**Dataset entries**

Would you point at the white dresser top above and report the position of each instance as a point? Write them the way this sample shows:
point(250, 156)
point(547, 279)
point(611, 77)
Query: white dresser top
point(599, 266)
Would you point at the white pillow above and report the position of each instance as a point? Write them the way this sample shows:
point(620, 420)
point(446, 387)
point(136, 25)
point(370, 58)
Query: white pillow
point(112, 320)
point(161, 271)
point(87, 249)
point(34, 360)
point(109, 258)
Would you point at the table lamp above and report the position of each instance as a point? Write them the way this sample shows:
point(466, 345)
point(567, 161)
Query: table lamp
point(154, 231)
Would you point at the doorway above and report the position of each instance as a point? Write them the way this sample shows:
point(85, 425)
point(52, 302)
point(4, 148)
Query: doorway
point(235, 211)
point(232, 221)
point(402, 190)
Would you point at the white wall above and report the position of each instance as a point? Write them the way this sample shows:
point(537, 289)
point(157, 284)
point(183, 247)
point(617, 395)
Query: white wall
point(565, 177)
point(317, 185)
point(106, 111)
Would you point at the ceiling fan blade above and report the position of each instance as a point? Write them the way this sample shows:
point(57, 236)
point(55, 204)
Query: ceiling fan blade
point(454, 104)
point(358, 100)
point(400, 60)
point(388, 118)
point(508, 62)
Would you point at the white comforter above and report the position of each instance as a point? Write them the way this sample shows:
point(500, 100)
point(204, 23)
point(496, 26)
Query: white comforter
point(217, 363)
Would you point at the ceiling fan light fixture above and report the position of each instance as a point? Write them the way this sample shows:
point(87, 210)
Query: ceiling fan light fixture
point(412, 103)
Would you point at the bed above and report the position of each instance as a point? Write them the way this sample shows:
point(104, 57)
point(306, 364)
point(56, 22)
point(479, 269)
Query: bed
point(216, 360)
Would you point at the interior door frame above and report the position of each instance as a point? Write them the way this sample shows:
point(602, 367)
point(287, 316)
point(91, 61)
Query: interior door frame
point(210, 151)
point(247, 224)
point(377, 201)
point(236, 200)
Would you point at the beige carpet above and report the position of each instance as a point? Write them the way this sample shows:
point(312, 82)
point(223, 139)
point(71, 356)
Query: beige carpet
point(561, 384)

**Aim**
Reproduce verbatim the lines above, from the line containing "Would you point at the white comforter" through the line containing "point(217, 363)", with both end lines included.

**Answer to this task**
Would you point at the white comforter above and report the position of each instance as a point? Write them the way this sample shows:
point(500, 100)
point(204, 23)
point(496, 26)
Query: white comforter
point(217, 363)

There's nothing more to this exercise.